ASSIGNMENT
Repeat the entries word for word. Leave nothing out.

══ SOURCE DATA

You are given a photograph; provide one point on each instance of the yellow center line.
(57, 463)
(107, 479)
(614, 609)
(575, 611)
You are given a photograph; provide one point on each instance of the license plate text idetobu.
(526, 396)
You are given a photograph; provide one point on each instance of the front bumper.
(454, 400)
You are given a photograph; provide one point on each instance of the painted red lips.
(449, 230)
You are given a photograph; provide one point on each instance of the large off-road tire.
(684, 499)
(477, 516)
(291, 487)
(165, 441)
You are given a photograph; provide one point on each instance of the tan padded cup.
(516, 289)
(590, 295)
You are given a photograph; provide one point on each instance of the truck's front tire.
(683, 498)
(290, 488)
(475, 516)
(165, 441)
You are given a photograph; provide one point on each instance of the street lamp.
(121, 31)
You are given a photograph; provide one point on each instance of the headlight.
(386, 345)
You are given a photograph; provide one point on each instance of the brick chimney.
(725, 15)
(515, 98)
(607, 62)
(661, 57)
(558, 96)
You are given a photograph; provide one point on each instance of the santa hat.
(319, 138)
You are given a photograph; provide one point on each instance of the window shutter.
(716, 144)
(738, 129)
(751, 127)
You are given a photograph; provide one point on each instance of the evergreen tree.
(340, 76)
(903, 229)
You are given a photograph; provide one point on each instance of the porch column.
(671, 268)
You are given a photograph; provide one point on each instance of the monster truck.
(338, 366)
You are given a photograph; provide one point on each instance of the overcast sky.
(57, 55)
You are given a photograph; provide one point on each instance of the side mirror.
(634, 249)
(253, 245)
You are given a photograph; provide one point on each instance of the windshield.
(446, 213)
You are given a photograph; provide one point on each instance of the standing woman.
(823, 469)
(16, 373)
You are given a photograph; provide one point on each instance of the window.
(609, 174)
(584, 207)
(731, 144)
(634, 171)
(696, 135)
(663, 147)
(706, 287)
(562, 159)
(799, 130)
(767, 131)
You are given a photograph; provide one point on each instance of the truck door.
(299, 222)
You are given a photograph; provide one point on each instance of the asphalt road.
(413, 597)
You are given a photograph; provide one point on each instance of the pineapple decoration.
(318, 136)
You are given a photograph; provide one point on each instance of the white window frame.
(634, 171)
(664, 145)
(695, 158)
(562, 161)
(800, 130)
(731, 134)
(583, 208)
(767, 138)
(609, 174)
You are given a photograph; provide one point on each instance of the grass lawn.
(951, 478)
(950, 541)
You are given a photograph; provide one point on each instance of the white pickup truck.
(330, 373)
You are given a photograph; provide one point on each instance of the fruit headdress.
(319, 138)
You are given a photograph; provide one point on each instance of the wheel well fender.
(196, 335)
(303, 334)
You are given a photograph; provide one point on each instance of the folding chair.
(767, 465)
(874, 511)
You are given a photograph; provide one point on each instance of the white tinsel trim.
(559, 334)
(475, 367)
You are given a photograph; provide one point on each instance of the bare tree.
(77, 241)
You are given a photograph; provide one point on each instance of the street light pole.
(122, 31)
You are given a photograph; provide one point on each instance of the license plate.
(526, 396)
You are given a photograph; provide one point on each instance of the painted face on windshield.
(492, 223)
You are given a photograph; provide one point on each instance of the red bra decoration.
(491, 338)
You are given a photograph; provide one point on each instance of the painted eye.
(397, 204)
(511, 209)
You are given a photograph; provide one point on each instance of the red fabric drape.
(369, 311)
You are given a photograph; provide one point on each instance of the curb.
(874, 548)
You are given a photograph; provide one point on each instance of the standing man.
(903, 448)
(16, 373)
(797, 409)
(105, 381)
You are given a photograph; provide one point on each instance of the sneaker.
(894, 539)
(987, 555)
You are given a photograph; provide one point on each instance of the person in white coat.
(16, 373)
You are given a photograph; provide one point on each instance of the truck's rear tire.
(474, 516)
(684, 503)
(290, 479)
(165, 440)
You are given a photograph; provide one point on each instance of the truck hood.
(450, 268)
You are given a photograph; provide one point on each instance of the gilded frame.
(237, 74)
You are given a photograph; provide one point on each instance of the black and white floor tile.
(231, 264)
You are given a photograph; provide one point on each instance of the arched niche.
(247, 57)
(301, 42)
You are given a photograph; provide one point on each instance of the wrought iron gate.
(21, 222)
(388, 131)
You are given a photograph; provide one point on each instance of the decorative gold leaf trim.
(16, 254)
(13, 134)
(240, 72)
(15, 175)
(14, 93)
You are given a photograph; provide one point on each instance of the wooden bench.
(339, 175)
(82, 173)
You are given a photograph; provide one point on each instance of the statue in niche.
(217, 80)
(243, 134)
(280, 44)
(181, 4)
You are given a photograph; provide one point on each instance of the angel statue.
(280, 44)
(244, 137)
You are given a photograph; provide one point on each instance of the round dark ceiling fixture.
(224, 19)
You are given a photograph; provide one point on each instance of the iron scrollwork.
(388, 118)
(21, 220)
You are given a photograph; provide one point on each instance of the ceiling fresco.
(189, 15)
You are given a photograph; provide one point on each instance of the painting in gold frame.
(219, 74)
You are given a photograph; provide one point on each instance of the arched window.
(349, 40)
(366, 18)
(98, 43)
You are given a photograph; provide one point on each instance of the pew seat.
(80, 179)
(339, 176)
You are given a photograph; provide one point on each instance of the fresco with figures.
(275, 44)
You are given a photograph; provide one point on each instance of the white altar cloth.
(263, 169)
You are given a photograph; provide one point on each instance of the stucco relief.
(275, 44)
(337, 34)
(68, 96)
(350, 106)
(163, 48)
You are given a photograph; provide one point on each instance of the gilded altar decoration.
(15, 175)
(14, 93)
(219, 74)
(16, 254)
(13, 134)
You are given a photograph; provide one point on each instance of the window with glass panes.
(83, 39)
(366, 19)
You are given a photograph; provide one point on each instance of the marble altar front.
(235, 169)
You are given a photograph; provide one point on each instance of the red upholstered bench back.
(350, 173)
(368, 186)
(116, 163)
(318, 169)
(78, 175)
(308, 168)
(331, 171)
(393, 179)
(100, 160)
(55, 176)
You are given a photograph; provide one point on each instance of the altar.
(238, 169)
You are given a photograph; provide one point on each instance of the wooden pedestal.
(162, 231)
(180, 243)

════

YOUR RESPONSE
You are given a photograph; provide one point on each instance of the yellow center line.
(57, 463)
(107, 479)
(614, 609)
(575, 611)
You are given a photograph; provide one point on each instance of the license plate text idetobu.
(526, 396)
You are given a photograph; provide one point on each instance of the front bumper.
(454, 400)
You are given a photograph; provide one point on each instance of the painted red lips.
(449, 230)
You are given a photograph; provide one point on each instance of the large off-road tire.
(684, 499)
(477, 516)
(291, 487)
(165, 441)
You are given a photograph; provide one point on each instance of the tan padded cup.
(516, 289)
(590, 295)
You are given a photograph; provide one point on each instance of the truck's front tire.
(683, 498)
(290, 488)
(475, 516)
(165, 441)
You are given a photograph; provide one point on each instance of the street lamp.
(121, 31)
You are given a photograph; provide one point on each instance of the headlight.
(386, 345)
You are given a photograph; provide one point on each instance of the brick chimney.
(725, 15)
(515, 98)
(607, 62)
(661, 57)
(558, 96)
You are given a photograph; provide one point on each instance of the santa hat.
(319, 138)
You are given a photograph; provide one point on each instance of the window shutter.
(716, 144)
(738, 129)
(751, 127)
You are given a photograph; provide one point on each instance of the evergreen tree.
(340, 76)
(903, 229)
You are given a photograph; provide one point on each instance of the porch column.
(671, 268)
You are given a photograph; provide one point on each instance of the monster truck.
(338, 366)
You are given a photograph; provide one point on each instance of the overcast sky.
(57, 55)
You are given a photograph; provide one point on each instance of the side mirror.
(634, 249)
(253, 245)
You are given a photograph; provide one point on each instance of the windshield.
(446, 213)
You are given a photograph; provide one point on each instance of the standing woman.
(823, 469)
(16, 373)
You are given a photograph; provide one point on each instance of the window.
(609, 174)
(584, 207)
(731, 144)
(634, 171)
(696, 135)
(663, 147)
(706, 287)
(562, 159)
(799, 130)
(767, 131)
You are given a photograph; provide one point on each instance of the truck door.
(299, 222)
You are given a photograph; provide one point on each instance of the asphalt road.
(413, 597)
You are given a photograph; provide one point on each instance of the pineapple decoration.
(318, 136)
You are given a photograph; provide one point on each instance of the white window frame.
(634, 171)
(664, 145)
(695, 158)
(562, 161)
(800, 130)
(731, 134)
(583, 208)
(767, 138)
(609, 174)
You are given a photograph; provide one point on each instance of the grass lawn.
(951, 478)
(950, 541)
You are given a photograph; provide one point on each instance of the white pickup truck.
(330, 373)
You are given a photograph; provide one point on each instance of the fruit headdress.
(319, 138)
You are given a photograph; provide one point on each instance of the wheel well fender.
(196, 335)
(303, 334)
You are given a photograph; provide one point on each instance of the folding chair.
(767, 465)
(874, 511)
You are given a photograph; provide one point on each instance of the white tinsel trim.
(559, 334)
(475, 367)
You are given a photograph; provide one point on each instance of the bare tree.
(77, 241)
You are given a photograph; provide one point on each instance of the street light pole.
(122, 31)
You are given a photograph; provide one point on each instance of the license plate.
(526, 396)
You are given a photograph; provide one point on each instance of the painted face on windshield.
(492, 223)
You are given a photograph; provide one point on each instance of the red bra decoration.
(491, 338)
You are given a photograph; provide one point on each instance of the painted eye.
(397, 204)
(511, 209)
You are given a photograph; provide one point on each instance of the red fabric drape.
(369, 311)
You are given a photograph; provide one point on each instance of the curb.
(874, 548)
You are given a photograph; provide one point on each instance of the standing man.
(903, 448)
(16, 373)
(797, 409)
(105, 381)
You are given a photograph; provide one point on each instance of the sneaker.
(894, 539)
(987, 555)
You are given a photograph; provide one point on each instance of the person in white coat.
(16, 373)
You are given a photograph; provide one point on each instance of the truck's rear tire.
(474, 516)
(684, 503)
(290, 479)
(165, 440)
You are given a photograph; provide one point on each instance of the truck hood.
(450, 268)
You are given a photograph; provide one point on each instance of the gilded frame.
(237, 74)
You are given a photograph; provide one point on each instance of the black and white floor tile.
(231, 264)
You are given a photograph; provide one point on each instance of the arched niche.
(247, 57)
(301, 42)
You are given a photograph; provide one point on each instance of the wrought iron gate.
(21, 222)
(388, 131)
You are given a photograph; provide one point on each instance of the decorative gold leaf trim.
(16, 254)
(13, 134)
(240, 72)
(15, 175)
(14, 93)
You are given a photograph; provide one point on each instance of the wooden bench.
(339, 175)
(82, 173)
You are given a photograph; provide one point on each instance of the statue in niche.
(217, 80)
(243, 134)
(280, 44)
(181, 4)
You are given a photograph; provide one point on each instance of the angel statue.
(280, 44)
(244, 137)
You are given a photograph; provide one point on each instance of the round dark ceiling fixture.
(224, 19)
You are given a photograph; provide one point on each instance of the iron scrollwork.
(388, 118)
(21, 220)
You are given a photograph; provide one point on each instance of the ceiling fresco.
(189, 15)
You are given a photograph; provide one point on each instance of the painting in gold frame.
(219, 74)
You are given a photograph; provide one point on each instance of the arched window.
(349, 40)
(366, 18)
(98, 43)
You are given a photograph; provide one point on each instance of the pew seat.
(80, 179)
(339, 176)
You are given a photograph; provide one point on each instance of the fresco with figures.
(275, 44)
You are given a photograph; provide one point on each instance of the white altar cloth.
(263, 169)
You are given a photograph; provide one point on each instance of the stucco relief.
(275, 44)
(337, 34)
(68, 96)
(350, 106)
(163, 48)
You are given a photograph; provide one point on each instance of the gilded altar decoration.
(15, 175)
(14, 93)
(219, 74)
(16, 254)
(13, 134)
You are given a photograph; provide one point on each instance of the window with glass panes.
(83, 39)
(366, 19)
You are given a photograph; provide one point on each instance of the marble altar front.
(235, 169)
You are given a photograph; provide one point on each instance of the red upholstered bench back.
(350, 173)
(368, 186)
(116, 163)
(318, 169)
(78, 175)
(308, 168)
(331, 171)
(393, 179)
(100, 160)
(55, 176)
You are given a photograph; provide one point on each instance of the altar.
(238, 169)
You are given a photograph; provide one point on each instance of the wooden pedestal.
(162, 231)
(180, 243)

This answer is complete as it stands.